Geçen kış !f İstanbul Film Festivali’nin ana teması idi ‘Do It Yourself’ (DIY). ‘Kendin yap’ demek yerine ‘senden başla’ sloganını kullanmayı uygun görmüşlerdi. Tema bu olunca haliyle DIY’ı benimsemiş kişilikler hakkında filmler bol keseden gösterildi, DIY’ı yaşam tarzı haline getirenler kimine ilham kaynağının âlâsı oldu.
Ancak ekonomik krizin de etkisiyle sanatçılar kadar sıradan insanların da DIY’ı benimsediği uçan kuşun bile malumu. Bunu vesile edinerek ben de sizlere DIY nedir ne değildir, nasıl uygulanır birkaç tavsiyede bulunayım istedim. Sayemde DIYer (do it yourselfer) olmak için ilk adımı atacaksınız, daha ne kıyak yapayım size. Buyrun DIY 101 dersine...
Ne demekmiş bu DIY, nereden gelirmiş?1970’lerde çıktı ortaya. Bunu bilin yeter, tarih dersi tadında bilgilerle, DIY’a yabancılaşın istemiyorum. Punk kültürüyle paralel ilerlediğini yazın bir köşeye. Yani 1970’lerin punk grupları DIY konusunda hayli ilham vericiydi. Adamlar plak şirketlerine hareket çekiyor, kendi kayıtlarını kendi yapıyor, konserlerini kendileri ayarlıyordu. Punk fanzinlerinin (100 civarı basılan, el emeği göz nuru yayınlar) ortaya çıkışı da bu döneme rastlar. Fanzinler sayesinde punk kültürü yayıldıkça yayıldı. DIY punk’ıyla ilgilenenler şu isme ekstra dikkat etsin: CD Presents. David Ferguson’ın 1979’da kurduğu punk müzisyenlerine kayıt stüdyosu ve konser ayarlayan, bu grupların albümlerini basan tam DIY kafasında bir oluşum. Bakın ‘şirket’ demeye dilim varmıyor.

[Veri kayıtları]
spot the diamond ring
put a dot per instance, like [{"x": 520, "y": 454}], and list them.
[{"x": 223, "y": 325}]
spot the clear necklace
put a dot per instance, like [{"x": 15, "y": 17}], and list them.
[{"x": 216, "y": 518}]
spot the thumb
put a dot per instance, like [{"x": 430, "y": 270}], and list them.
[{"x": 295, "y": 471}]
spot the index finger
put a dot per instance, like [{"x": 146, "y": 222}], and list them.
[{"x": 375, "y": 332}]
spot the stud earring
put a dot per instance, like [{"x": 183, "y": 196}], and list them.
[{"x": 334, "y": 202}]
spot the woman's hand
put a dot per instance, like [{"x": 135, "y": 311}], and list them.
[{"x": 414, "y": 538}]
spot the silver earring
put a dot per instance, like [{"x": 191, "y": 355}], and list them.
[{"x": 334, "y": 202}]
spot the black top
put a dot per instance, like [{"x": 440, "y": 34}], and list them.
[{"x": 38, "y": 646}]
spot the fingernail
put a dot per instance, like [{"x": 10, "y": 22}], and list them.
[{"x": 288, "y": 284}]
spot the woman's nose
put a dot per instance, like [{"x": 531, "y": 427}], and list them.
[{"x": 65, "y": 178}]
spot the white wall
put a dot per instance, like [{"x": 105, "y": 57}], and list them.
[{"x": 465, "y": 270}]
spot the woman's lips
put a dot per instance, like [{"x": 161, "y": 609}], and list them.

» Yapılacak işler
A. DIY yazısına göre CD Presents'ı kim, hangi yılda kurmuş?
B. DIY yazısının "Geçen kış !f" sözlerinin geçtiği yerden başlayıp "DIY 101 dersine..." sözlerinden sonra biten kısmını güncelle. Bu kısımda "sanatçılar" yerine "müzisyenler" yaz.
C. DIY yazısını kaldığı yerden devam ettir.

» Cevaplar
A. David Ferguson, 1979'da kurmuş.

B.
Geçen kış !f İstanbul Film Festivali’nin ana teması idi ‘Do It Yourself’ (DIY). ‘Kendin yap’ demek yerine ‘senden başla’ sloganını kullanmayı uygun görmüşlerdi. Tema bu olunca haliyle DIY’ı benimsemiş kişilikler hakkında filmler bol keseden gösterildi, DIY’ı yaşam tarzı haline getirenler kimine ilham kaynağının âlâsı oldu.
Ancak ekonomik krizin de etkisiyle müzisyenler kadar sıradan insanların da DIY’ı benimsediği uçan kuşun bile malumu. Bunu vesile edinerek ben de sizlere DIY nedir ne değildir, nasıl uygulanır birkaç tavsiyede bulunayım istedim. Sayemde DIYer (do it yourselfer) olmak için ilk adımı atacaksınız, daha ne kıyak yapayım size. Buyrun DIY 101 dersine...

C.
Aslında DIY dediğimiz olay ‘kendi kendinize’ yaptığınız her şey. İlla sanat yapmanıza, bir şey üretmenize gerek yok. Arabanız mı bozuldu? Tamirciye götürmeyip kendiniz kasarsanız, bu da DIY. DIY’in kendi elbiseni kendin dikme, müziğini evinde kaydetme, ev eşyanı kendin yapma gibi hobi ve moda tarafı bir kenara, ideolojik bir yönü de var; onu da dikkate alın. Sömürü ile adı aynı cümlede geçen çokuluslu şirketlere karşı duruyor DIY ideolojik olarak. ‘Think globally, act locally’ (global düşün, lokal hareket et) diyorlar. Modern dünyanın seri üretimine karşılar. Bu şekilde üretim yapan şirketlerin iş gücünü ve doğayı sömürdüğünü düşünüyorlar, doğru söze ne hacet...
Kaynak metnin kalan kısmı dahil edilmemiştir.